_To do_
Each line below is to be written out in full, exactly as shown.

-------- Data provided

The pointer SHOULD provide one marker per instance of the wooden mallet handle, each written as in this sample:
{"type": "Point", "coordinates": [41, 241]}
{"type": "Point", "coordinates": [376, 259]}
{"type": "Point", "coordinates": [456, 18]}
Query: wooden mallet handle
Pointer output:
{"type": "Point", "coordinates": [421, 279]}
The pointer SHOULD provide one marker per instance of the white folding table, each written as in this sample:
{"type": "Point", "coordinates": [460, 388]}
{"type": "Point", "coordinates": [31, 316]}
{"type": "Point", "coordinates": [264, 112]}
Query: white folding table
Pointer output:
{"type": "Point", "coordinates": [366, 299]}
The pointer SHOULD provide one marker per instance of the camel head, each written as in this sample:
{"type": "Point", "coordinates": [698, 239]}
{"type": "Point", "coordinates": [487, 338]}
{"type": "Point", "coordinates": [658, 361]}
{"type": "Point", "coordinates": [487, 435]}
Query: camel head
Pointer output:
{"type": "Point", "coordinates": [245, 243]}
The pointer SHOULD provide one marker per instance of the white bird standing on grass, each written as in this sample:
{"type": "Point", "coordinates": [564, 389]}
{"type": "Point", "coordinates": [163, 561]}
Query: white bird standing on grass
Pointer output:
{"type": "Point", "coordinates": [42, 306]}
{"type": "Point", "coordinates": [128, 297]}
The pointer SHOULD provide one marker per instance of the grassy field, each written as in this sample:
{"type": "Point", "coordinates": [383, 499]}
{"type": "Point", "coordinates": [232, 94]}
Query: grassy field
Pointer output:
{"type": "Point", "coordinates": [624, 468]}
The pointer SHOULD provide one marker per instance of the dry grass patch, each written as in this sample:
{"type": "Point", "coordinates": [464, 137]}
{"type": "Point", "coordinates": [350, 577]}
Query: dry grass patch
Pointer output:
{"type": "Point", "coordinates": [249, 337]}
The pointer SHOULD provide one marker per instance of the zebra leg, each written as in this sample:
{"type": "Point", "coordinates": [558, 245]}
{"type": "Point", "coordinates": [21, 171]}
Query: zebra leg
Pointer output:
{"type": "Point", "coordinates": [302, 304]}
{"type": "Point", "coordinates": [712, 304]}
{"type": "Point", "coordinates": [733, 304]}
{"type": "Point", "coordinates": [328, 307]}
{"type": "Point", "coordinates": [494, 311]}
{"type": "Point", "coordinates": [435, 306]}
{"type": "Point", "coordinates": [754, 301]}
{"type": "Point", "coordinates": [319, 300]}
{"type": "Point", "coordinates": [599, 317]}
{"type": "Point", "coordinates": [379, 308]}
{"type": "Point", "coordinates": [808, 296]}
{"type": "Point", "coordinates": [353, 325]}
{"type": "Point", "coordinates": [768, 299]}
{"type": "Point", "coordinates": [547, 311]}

----------------

_Answer for this exercise_
The pointer SHOULD provide one marker per instance of the wooden mallet handle, each written as in this sample:
{"type": "Point", "coordinates": [41, 241]}
{"type": "Point", "coordinates": [376, 259]}
{"type": "Point", "coordinates": [456, 18]}
Query: wooden mallet handle
Pointer output:
{"type": "Point", "coordinates": [421, 279]}
The pointer SHOULD provide one marker per instance of the white folding table, each written as in this sample:
{"type": "Point", "coordinates": [460, 388]}
{"type": "Point", "coordinates": [31, 316]}
{"type": "Point", "coordinates": [264, 112]}
Query: white folding table
Pointer output:
{"type": "Point", "coordinates": [366, 299]}
The pointer SHOULD provide one marker per instance of the camel head, each written as in this sample:
{"type": "Point", "coordinates": [698, 239]}
{"type": "Point", "coordinates": [487, 338]}
{"type": "Point", "coordinates": [658, 361]}
{"type": "Point", "coordinates": [487, 435]}
Query: camel head
Pointer output:
{"type": "Point", "coordinates": [245, 243]}
The pointer SHOULD provide one marker per instance of the white bird standing on grass, each written as in this sample:
{"type": "Point", "coordinates": [564, 389]}
{"type": "Point", "coordinates": [163, 561]}
Query: white bird standing on grass
Pointer output:
{"type": "Point", "coordinates": [42, 306]}
{"type": "Point", "coordinates": [128, 297]}
The pointer SHOULD provide one marker per instance of the grassy field, each written as in this sample:
{"type": "Point", "coordinates": [383, 499]}
{"type": "Point", "coordinates": [232, 94]}
Query: grassy field
Pointer output:
{"type": "Point", "coordinates": [624, 468]}
The pointer SHOULD provide one marker per instance of the dry grass patch, each written as in this sample:
{"type": "Point", "coordinates": [464, 137]}
{"type": "Point", "coordinates": [350, 577]}
Query: dry grass patch
Pointer output:
{"type": "Point", "coordinates": [249, 337]}
The pointer SHOULD provide one marker per instance of the zebra leg, each written as in this sample:
{"type": "Point", "coordinates": [558, 245]}
{"type": "Point", "coordinates": [21, 171]}
Query: zebra leg
Pointer output:
{"type": "Point", "coordinates": [302, 304]}
{"type": "Point", "coordinates": [712, 304]}
{"type": "Point", "coordinates": [733, 304]}
{"type": "Point", "coordinates": [328, 307]}
{"type": "Point", "coordinates": [494, 311]}
{"type": "Point", "coordinates": [435, 306]}
{"type": "Point", "coordinates": [754, 301]}
{"type": "Point", "coordinates": [319, 300]}
{"type": "Point", "coordinates": [599, 317]}
{"type": "Point", "coordinates": [379, 308]}
{"type": "Point", "coordinates": [808, 296]}
{"type": "Point", "coordinates": [353, 325]}
{"type": "Point", "coordinates": [768, 299]}
{"type": "Point", "coordinates": [547, 311]}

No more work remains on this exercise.